◆ USING THE INFORMATION:
1. In the earnings call excerpt, by what percentage did the operating profit of the asset management activity rise in 2021?
2. Reproduce the part of the earnings call excerpt that opens with the words containing "What is important" and closes with "on page 28.".

*** EXCERPT ***

In addition, maybe, and as previously indicated, performance-related earnings, which are, equal to our performance-related revenues, have been multiplied by three in 2021 compared to the previous year. All in all, I would say that these positive elements are explaining how we did manage to increase the operating profit of our asset management activity by 49% in 2021, reaching EUR 114 million and representing an operating margin of 40% for the year. Precisely, you have on page 25 the evolution of our fee-related earnings and asset management EBIT margin. Again, I think that this slide is pretty self-explanatory. FRE margins stood at 36% and operating margin at 40% at the end of December 2021.

This clearly actually validates the relevance of our model and reflects the powerful operating leverage that underpins Tikehau Capital growth model. I will be moving to the next slide, page 26. On top of our operating leverage in fee-related earnings, performance fees and carried interest are representing a key earning generation engine for Tikehau Capital in the coming years. AUM eligible to carry interest keeps on growing at a higher pace, reaching EUR 14 billion at end of December 2021, showing a 25% increase year-on-year, and therefore growing faster than asset management AUM. That means that actually we are raising capital in priorities, in strategies eligible to carry interest, which is a strong revenue and profit engine.

On the total AUM eligible to carried interest, EUR 9.2 billion were already invested and EUR 5.5 billion generated IRR above the hurdle rate, which is actually up 80% versus the figures of 2020. As I mentioned earlier, our revenue generation in asset management is today more geared towards management fees, given that our large funds are quite still young. We are therefore expecting to start generating more material performance-related revenues when our flagship funds will mature. Please also keep in mind that we have a pretty cautious approach when it comes to recognizing performance fees. We already mentioned that, but we only book them when we are certain that we are actually going to realize them.

As such, we are not exposed, I would say, to any clawback risk or negative performance fee into our P&L. Finally, I think that I already mentioned that before, but we have, you know, a very shareholder-friendly approach in term of allocation of carried interest and performance fees. Please remember that 100% of our performance fees and 53% of the carried interest are allocated to the listed company, available for the shareholders. I will be moving to page 27 to address our portfolio performance. Total portfolio revenue amounted to EUR 387 million in 2021, which is actually 4.6x the level of 2020.

What is important to notice here is actually that Tikehau Capital funds have strongly contributed EUR 156 million to those revenues, which is actually 2.7x the level recorded the year before in 2020. Such increases is obviously a testimony of the solid performance generated by our funds. We highlighted on this page, actually in orange, the level of return or yield generated by our portfolio over the last three years. In 2021, given the solid performance of our portfolio, gross return, which is actually calculated by dividing portfolio revenue by the average portfolio fair value between 2020 and 2021, reached 15%. This level actually compares to 13% in 2019 and 4% in 2020. Now turning to our realized portfolio revenue, which are on page 28.

*** RECORD EXCERPTS ***

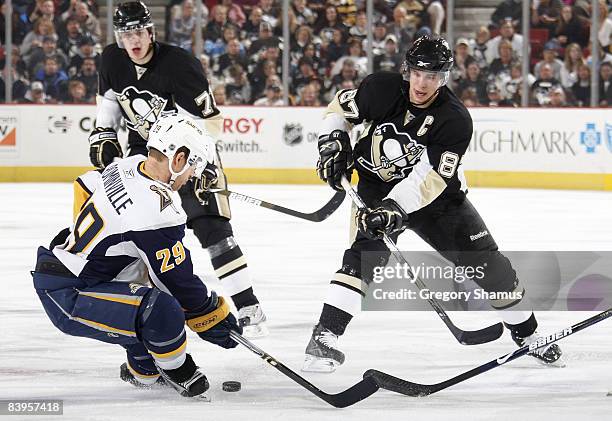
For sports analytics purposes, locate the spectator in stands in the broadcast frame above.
[20,81,49,104]
[57,16,83,58]
[68,35,100,77]
[484,82,516,107]
[205,4,227,43]
[560,43,584,89]
[373,34,403,72]
[297,81,321,107]
[73,57,98,101]
[29,0,62,28]
[533,40,563,80]
[531,63,561,106]
[328,59,361,99]
[423,0,446,35]
[531,0,563,36]
[572,64,591,107]
[330,39,368,76]
[225,64,251,105]
[455,60,487,104]
[599,63,612,107]
[451,38,474,87]
[327,0,357,28]
[489,40,515,78]
[597,0,612,53]
[168,0,196,51]
[20,18,57,61]
[314,5,348,46]
[221,0,246,28]
[491,0,523,28]
[470,26,491,70]
[27,36,68,75]
[213,83,227,105]
[487,21,523,64]
[548,85,570,108]
[291,0,317,25]
[241,7,263,41]
[349,10,368,40]
[0,60,28,103]
[258,0,281,29]
[72,1,102,44]
[554,5,589,48]
[0,2,28,45]
[34,57,68,103]
[213,38,248,77]
[253,81,285,107]
[247,22,280,61]
[63,79,89,104]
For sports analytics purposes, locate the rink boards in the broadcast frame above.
[0,105,612,190]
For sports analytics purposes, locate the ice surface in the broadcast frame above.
[0,183,612,421]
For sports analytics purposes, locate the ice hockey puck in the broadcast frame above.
[223,381,242,392]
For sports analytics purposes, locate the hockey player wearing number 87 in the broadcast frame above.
[303,37,561,372]
[89,1,266,337]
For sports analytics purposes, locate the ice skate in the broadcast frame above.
[238,303,269,339]
[302,323,344,373]
[158,354,209,399]
[512,331,565,367]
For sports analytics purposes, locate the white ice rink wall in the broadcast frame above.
[0,105,612,190]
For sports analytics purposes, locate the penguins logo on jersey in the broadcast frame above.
[117,86,168,140]
[357,123,425,181]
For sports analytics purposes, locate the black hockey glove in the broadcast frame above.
[317,130,353,191]
[193,163,219,205]
[357,199,408,240]
[185,291,242,349]
[89,127,123,169]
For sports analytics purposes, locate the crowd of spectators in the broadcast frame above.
[0,0,102,104]
[0,0,612,106]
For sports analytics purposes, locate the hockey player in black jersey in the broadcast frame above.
[89,1,267,337]
[303,37,561,372]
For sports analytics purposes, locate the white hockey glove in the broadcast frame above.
[89,127,123,169]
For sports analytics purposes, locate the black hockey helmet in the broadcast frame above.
[401,35,454,84]
[113,1,155,47]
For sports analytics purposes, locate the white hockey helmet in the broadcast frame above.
[147,114,215,185]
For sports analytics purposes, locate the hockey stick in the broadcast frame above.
[364,308,612,396]
[341,177,504,345]
[230,331,378,408]
[210,189,346,222]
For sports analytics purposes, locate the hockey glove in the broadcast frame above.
[185,291,242,349]
[193,162,219,205]
[317,130,353,191]
[357,199,408,240]
[89,127,123,169]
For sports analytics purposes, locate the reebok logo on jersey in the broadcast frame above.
[470,230,489,241]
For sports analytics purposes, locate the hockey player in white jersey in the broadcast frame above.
[33,116,242,396]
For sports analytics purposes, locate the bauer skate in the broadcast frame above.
[238,303,268,339]
[302,323,344,373]
[512,331,565,367]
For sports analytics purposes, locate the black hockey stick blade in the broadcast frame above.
[230,332,379,408]
[210,189,346,222]
[364,308,612,396]
[340,177,504,345]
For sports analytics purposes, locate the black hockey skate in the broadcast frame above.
[119,363,167,389]
[157,354,209,398]
[302,323,344,373]
[511,331,565,367]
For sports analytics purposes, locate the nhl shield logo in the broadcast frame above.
[283,123,304,146]
[357,123,425,181]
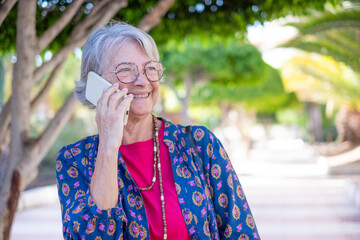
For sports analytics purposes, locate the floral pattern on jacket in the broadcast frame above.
[56,120,260,240]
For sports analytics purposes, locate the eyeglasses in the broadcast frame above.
[113,61,165,83]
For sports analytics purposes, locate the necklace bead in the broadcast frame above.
[138,115,167,240]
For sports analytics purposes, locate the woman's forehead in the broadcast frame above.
[109,40,151,65]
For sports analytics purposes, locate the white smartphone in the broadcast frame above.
[85,71,130,125]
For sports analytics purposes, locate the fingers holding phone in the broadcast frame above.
[85,72,133,148]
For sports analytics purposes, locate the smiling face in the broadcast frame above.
[102,41,159,117]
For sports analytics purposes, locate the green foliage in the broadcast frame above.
[194,54,297,113]
[284,9,360,73]
[162,40,298,113]
[0,0,339,52]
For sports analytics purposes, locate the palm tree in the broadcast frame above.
[283,1,360,145]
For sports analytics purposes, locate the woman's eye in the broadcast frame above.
[119,68,131,72]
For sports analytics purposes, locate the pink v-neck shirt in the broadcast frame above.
[120,123,190,240]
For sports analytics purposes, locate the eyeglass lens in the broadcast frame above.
[115,61,164,83]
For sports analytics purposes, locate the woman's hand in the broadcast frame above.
[95,83,133,152]
[90,84,133,209]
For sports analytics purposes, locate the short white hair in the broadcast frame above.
[74,22,160,109]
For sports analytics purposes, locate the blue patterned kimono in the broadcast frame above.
[56,120,260,240]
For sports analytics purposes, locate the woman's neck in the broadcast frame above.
[122,114,154,145]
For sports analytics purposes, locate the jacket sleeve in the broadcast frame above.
[194,128,260,240]
[56,146,127,239]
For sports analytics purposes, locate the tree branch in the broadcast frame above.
[26,93,78,169]
[34,0,127,83]
[0,97,11,143]
[0,0,17,26]
[138,0,175,32]
[30,61,64,113]
[37,0,84,52]
[32,36,86,84]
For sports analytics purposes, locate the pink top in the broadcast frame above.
[120,123,190,240]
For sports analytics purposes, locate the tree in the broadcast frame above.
[283,1,360,145]
[0,0,173,239]
[0,0,337,239]
[282,52,360,145]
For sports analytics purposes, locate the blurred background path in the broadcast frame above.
[11,140,360,240]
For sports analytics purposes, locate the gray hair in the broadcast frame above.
[74,22,159,109]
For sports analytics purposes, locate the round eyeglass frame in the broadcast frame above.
[112,61,165,84]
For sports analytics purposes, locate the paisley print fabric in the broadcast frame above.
[55,120,260,240]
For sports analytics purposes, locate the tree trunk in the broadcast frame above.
[0,0,173,240]
[336,107,360,146]
[0,0,36,240]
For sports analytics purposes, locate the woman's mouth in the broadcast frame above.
[133,92,150,98]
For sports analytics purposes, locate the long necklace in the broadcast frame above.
[138,115,167,240]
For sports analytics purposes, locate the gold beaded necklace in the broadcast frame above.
[138,115,167,240]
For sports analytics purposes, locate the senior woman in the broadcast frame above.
[56,23,260,240]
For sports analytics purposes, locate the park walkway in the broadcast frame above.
[11,139,360,240]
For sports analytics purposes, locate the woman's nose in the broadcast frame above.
[134,71,150,85]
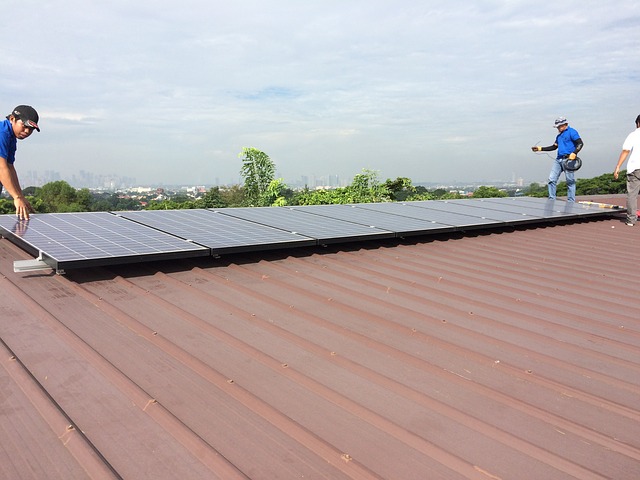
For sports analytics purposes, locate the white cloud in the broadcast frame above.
[5,0,640,183]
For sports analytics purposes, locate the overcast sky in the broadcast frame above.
[5,0,640,184]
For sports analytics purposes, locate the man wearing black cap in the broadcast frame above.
[0,105,40,219]
[531,117,584,202]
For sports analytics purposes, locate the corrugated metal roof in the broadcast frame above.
[0,196,640,480]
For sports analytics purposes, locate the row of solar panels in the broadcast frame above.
[0,197,619,271]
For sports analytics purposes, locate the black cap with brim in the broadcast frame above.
[7,105,40,131]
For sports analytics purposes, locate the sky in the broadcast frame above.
[0,0,640,185]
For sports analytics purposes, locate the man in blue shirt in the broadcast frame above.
[531,117,584,202]
[0,105,40,219]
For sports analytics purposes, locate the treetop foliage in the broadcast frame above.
[0,153,627,214]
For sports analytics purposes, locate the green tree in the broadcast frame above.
[239,147,276,207]
[32,180,91,213]
[384,177,417,201]
[260,178,287,207]
[197,187,227,208]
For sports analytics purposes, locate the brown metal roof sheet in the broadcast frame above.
[0,196,640,480]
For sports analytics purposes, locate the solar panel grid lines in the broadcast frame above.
[408,199,545,226]
[291,203,456,237]
[218,207,395,244]
[342,202,492,232]
[120,209,318,255]
[480,197,608,218]
[0,197,625,271]
[0,212,210,269]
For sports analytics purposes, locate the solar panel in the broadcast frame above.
[0,197,625,271]
[407,199,545,226]
[291,203,455,237]
[119,209,318,254]
[218,207,395,244]
[0,212,211,270]
[344,202,502,230]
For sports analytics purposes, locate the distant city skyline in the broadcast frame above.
[5,0,640,192]
[20,170,528,190]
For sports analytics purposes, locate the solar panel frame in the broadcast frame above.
[0,212,211,270]
[291,203,456,237]
[216,207,395,245]
[344,202,503,231]
[407,199,544,227]
[482,197,626,219]
[119,209,318,255]
[0,197,626,270]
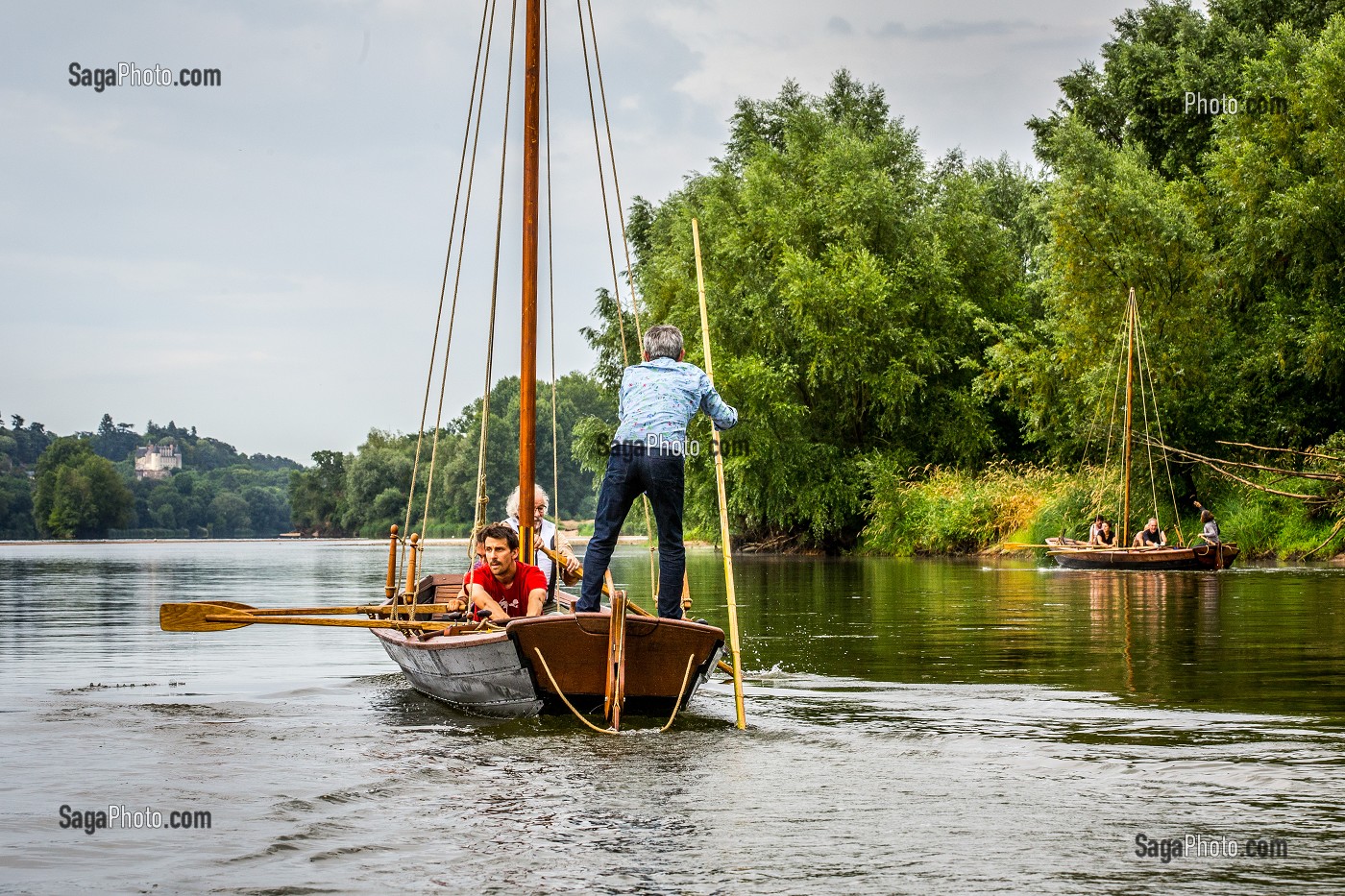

***

◆ ANSWERS:
1. By 49%, reaching EUR 114 million.

2.
What is important to notice here is actually that Tikehau Capital funds have strongly contributed EUR 156 million to those revenues, which is actually 2.7x the level recorded the year before in 2020. Such increases is obviously a testimony of the solid performance generated by our funds. We highlighted on this page, actually in orange, the level of return or yield generated by our portfolio over the last three years. In 2021, given the solid performance of our portfolio, gross return, which is actually calculated by dividing portfolio revenue by the average portfolio fair value between 2020 and 2021, reached 15%. This level actually compares to 13% in 2019 and 4% in 2020. Now turning to our realized portfolio revenue, which are on page 28.